#### SUPPLIED PASSAGE ####
Here are the 6 unemployment figures, as reported by BLS... https://www.bls.gov/news.release/empsit.t15.htm

U-3 is the figure most commonly reported. U-4,5,6 start to add in various groups of under-employed or discouraged workers. All of those figures are approaching pre-COVID levels and approaching the lows we saw in 2000. We also see U-6 closer to U-3 now than at many points in previous years (as the economy crashes, U-6 tends to get further away from U-3 as workers are forced into part-time or underemployment situations).

https://www.macrotrends.net/1377/u6-unemployment-rate


The unemployment rate was lower in 2016, 2017, 2018, 2019. It went up when the pandemic kicked in. Here is one (of many) sources I found with a single google search. https://www.statista.com/statistics/193290/unemployment-rate...


The seasonally adjusted U-3 fell below 3.9% in May of 2018 for the first time since October of 2000[0]. I might’ve been a bit glib about “a few months”, it was closer to two years, but the general sentiment that the unemployment rate is extremely low right now still stands. It’s far lower than the entire period of October 2000 to May of 2018, which coincidentally covers the vast majority of my working life.
#### DATA SECTION ####
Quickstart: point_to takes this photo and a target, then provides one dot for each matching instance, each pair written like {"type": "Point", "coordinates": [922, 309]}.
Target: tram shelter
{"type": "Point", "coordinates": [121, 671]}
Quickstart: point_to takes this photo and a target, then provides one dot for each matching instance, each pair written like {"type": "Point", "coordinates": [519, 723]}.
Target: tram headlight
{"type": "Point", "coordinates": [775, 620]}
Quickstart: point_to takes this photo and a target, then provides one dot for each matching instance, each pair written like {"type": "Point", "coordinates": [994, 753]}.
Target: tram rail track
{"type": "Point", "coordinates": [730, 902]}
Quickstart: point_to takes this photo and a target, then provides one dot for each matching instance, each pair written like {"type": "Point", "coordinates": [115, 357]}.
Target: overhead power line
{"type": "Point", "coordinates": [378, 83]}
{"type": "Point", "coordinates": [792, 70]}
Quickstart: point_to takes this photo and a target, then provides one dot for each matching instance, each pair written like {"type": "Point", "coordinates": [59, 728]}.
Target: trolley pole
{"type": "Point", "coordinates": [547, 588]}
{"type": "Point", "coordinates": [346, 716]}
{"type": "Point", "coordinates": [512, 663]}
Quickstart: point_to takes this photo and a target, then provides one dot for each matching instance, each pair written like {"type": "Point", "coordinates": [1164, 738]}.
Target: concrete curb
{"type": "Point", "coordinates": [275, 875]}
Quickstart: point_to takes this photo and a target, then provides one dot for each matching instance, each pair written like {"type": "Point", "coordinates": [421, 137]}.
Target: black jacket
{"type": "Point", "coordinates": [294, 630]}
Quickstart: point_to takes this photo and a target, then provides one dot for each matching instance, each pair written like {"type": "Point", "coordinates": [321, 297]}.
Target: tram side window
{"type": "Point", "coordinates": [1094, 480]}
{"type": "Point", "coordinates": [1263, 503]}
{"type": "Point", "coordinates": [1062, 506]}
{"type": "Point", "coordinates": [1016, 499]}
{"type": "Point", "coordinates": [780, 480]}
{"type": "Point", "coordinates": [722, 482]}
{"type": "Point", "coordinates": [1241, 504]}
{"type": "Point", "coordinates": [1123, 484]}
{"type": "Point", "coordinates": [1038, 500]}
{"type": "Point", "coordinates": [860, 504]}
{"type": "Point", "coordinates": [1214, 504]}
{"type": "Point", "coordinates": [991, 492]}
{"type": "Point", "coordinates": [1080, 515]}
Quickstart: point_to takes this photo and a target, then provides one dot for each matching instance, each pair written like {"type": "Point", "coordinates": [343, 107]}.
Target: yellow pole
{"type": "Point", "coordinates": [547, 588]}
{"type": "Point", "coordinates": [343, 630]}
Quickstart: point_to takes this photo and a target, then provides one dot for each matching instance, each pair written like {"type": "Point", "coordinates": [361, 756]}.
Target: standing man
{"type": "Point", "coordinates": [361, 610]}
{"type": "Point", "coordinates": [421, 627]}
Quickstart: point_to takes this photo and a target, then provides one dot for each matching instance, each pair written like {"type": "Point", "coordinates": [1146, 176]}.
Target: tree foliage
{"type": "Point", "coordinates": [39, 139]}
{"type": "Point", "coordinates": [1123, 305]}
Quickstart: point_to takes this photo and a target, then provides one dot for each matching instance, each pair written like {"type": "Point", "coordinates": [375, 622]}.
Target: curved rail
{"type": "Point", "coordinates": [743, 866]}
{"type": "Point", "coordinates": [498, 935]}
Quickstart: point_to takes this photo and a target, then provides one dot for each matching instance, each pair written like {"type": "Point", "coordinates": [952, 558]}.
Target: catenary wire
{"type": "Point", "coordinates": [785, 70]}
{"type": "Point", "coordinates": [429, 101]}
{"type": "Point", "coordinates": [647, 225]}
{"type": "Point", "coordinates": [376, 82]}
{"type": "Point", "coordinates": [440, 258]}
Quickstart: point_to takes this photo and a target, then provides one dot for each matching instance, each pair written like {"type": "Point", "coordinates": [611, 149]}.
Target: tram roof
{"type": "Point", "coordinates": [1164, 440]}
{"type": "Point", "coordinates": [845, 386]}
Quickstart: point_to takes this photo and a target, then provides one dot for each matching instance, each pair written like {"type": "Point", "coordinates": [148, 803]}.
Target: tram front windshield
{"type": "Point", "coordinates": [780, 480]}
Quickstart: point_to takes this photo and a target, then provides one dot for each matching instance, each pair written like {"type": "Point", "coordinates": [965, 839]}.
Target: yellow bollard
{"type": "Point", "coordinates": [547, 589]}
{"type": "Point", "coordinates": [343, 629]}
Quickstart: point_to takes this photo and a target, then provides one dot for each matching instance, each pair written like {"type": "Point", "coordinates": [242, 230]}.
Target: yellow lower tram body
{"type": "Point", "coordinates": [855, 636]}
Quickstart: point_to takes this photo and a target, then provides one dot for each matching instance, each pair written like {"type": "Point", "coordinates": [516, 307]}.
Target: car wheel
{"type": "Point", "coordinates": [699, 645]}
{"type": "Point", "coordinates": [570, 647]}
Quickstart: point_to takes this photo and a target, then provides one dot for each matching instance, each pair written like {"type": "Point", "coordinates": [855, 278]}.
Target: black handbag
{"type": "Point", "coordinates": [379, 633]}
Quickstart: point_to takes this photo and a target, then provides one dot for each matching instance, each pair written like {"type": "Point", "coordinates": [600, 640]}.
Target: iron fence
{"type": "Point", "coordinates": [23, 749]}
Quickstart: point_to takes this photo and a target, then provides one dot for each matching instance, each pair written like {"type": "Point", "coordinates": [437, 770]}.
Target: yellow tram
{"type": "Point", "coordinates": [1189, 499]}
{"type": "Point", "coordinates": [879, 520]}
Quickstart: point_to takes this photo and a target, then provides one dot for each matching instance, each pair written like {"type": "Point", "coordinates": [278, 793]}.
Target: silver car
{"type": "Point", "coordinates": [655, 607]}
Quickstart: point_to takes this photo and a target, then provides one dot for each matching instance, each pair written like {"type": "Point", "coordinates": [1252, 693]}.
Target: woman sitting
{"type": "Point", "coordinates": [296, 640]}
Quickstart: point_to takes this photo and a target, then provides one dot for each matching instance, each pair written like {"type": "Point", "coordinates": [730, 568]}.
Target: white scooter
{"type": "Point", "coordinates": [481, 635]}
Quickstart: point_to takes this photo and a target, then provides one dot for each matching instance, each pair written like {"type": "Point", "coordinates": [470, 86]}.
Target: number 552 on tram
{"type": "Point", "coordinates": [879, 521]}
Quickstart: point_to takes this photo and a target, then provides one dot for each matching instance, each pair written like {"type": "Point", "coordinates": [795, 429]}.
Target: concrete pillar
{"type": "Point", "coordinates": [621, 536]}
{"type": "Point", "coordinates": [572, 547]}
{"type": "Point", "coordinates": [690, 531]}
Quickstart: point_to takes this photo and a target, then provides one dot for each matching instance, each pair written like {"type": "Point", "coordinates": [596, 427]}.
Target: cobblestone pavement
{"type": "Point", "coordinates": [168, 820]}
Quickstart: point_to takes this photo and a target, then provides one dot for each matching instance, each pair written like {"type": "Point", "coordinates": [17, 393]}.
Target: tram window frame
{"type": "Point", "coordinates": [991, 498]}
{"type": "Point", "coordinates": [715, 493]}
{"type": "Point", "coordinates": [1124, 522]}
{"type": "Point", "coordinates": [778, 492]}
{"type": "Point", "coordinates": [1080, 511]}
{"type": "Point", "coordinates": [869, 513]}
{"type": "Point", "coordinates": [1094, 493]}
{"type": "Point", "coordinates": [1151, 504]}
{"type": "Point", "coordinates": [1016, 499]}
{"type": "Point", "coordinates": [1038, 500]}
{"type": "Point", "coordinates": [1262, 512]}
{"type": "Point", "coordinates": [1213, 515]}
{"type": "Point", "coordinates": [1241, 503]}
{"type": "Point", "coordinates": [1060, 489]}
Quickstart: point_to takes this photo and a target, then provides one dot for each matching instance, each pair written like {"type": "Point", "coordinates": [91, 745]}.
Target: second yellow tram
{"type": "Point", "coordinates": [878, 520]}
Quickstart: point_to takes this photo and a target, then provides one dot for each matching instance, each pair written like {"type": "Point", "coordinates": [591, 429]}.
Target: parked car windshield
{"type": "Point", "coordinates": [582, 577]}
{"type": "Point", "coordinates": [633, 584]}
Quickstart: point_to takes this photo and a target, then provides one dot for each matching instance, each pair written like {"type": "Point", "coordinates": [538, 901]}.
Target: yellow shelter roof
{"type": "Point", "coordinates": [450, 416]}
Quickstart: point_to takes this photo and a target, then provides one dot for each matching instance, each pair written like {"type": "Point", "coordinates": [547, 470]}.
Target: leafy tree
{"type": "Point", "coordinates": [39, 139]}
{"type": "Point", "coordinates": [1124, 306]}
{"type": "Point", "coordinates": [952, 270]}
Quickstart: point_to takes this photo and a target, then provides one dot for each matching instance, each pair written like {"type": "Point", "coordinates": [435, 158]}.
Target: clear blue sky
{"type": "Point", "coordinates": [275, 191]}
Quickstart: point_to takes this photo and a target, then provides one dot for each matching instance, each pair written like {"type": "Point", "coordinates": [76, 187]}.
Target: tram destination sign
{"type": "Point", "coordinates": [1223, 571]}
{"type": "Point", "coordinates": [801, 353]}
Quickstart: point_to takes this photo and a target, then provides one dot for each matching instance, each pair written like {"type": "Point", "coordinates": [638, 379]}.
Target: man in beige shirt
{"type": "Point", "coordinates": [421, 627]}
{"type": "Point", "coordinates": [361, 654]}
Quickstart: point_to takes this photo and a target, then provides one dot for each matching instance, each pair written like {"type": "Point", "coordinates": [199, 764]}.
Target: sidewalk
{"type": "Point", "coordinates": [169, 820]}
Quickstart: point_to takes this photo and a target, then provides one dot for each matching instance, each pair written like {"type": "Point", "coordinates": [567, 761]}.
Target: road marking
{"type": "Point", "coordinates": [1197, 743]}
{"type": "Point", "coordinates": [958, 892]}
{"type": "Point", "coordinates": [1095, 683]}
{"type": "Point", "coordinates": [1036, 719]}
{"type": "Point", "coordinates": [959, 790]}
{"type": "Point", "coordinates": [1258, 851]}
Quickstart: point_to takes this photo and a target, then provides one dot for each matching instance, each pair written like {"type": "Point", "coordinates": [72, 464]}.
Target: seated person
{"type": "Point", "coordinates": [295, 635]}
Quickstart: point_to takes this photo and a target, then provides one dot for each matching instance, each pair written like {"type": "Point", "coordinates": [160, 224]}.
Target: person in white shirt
####
QUESTIONS TO ANSWER:
a) Answer these questions from the unemployment passage, one answer to a line:
(i) Which of the six figures is most commonly reported?
(ii) As the economy crashes, how does U-6 tend to move relative to U-3?
(iii) In what month and year did the seasonally adjusted U-3 fall below 3.9% for the first time since October of 2000?
b) Pick up the unemployment passage after its final sentence and extend it.

ANSWERS PROVIDED:
a)
(i) U-3
(ii) It tends to get further away from U-3, as workers are forced into part-time or underemployment situations.
(iii) May of 2018

b)
There are still some issues around childcare that need to be worked out, which is probably the biggest source of the gap between U-3 and U-6 right now. But this is still one of the hottest labor markets in most of our lives.

0 - https://fred.stlouisfed.org/series/UNRATE/


4.5% in December, which puts it on-par with 2017 and lower than 2016. U-6, which is probably a better measure of actual slack in the labor market, is lower than any time in recent history except q3/4 2019.


The unemployment rate, by definition, wouldn't capture people who are quitting the labor force entirely.


U-6, which covers people who have been temporarily discouraged from working but want to come back is 7.3%.

If anything is keeping people out of the work force, it’s childcare issues, not anti-work.


7.3% is near historic lows on U6, but that doesn't capture childcare (like you mentioned) or retirements (at least as big of an "issue" as childcare).

Anti-work only actually comes into play in boomers who retired during the pandemic! Everyone else is effectively working if they can.

This is just a pure labor shortage - driven by demographic shifts that were years in the making and just now accelerated and by childcare shortages that are nearly fully state-driven


I wonder if it's the “great resignation” because so many millions of layoffs were pulled forward into early 2020 that the resignations stand out against a slowed down rate of firings.